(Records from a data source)
···

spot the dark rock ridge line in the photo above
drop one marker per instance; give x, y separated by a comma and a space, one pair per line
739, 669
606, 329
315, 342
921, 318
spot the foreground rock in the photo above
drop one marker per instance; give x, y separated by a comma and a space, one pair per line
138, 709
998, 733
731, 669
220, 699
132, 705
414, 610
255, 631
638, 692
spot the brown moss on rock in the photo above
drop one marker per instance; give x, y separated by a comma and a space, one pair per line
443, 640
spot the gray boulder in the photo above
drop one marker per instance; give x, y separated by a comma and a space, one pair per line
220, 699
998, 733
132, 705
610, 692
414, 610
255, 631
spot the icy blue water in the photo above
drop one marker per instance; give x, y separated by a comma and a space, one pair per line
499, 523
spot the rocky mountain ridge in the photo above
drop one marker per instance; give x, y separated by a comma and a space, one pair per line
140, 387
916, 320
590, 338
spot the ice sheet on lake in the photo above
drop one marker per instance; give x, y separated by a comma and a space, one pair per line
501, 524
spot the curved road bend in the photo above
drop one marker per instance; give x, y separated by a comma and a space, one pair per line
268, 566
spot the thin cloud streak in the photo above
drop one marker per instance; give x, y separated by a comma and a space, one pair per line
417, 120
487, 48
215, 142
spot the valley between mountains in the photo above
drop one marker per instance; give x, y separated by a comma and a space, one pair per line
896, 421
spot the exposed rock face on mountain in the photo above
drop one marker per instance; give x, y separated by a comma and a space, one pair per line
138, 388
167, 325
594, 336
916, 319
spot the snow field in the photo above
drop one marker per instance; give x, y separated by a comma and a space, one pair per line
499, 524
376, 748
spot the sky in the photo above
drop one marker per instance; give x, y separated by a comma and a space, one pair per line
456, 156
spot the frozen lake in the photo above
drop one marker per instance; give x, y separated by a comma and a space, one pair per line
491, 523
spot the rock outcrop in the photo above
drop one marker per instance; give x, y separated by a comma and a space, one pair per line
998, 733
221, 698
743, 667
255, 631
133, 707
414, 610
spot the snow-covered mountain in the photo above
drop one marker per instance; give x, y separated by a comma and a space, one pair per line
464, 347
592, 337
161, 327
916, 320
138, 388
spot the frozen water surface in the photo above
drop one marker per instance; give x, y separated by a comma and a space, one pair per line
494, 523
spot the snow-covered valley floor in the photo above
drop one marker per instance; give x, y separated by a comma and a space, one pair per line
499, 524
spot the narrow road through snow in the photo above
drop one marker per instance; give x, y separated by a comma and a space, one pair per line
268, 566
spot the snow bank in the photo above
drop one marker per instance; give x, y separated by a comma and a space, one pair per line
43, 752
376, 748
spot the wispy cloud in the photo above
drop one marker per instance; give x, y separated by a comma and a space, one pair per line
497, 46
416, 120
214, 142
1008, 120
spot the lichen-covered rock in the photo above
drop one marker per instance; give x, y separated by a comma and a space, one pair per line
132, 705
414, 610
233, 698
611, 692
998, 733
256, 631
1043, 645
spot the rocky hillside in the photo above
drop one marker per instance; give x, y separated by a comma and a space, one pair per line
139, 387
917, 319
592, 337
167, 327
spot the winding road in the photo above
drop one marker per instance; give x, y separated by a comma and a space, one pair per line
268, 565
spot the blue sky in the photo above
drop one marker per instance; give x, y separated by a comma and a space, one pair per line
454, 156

···

| THE REQUEST |
Repeat precisely the lines of the data starting at the one containing "spot the narrow", last line included.

| SOLUTION FOR THIS TASK |
spot the narrow road through snow in the photo above
drop one marker per instance; give x, y separated by a comma and a space, one pair per line
268, 566
spot the snow bank in the photo above
drop one marker per instance; give x, y separated by a comma and a space, one pair per line
43, 752
376, 748
spot the wispy cloud in the photo above
drop one marker per instance; give x, y separated by a comma and a space, one pair per line
497, 46
416, 120
214, 142
1008, 120
spot the lichen-covered rock in the photo above
drop one marker per instance; give x, y separated by a comma and a space, one pair per line
132, 705
414, 610
233, 698
611, 692
998, 733
256, 631
1043, 645
spot the rocky hillside in the photo above
drop one marker per instance; give x, y separated by a comma and a space, one pair per line
139, 387
917, 319
592, 337
167, 327
spot the winding road in the photo above
drop one marker per instance; give x, y separated by a comma and a space, one pair per line
268, 565
spot the blue sky in the photo above
drop one marker per instance; give x, y separated by a comma and a space, one pair per line
454, 156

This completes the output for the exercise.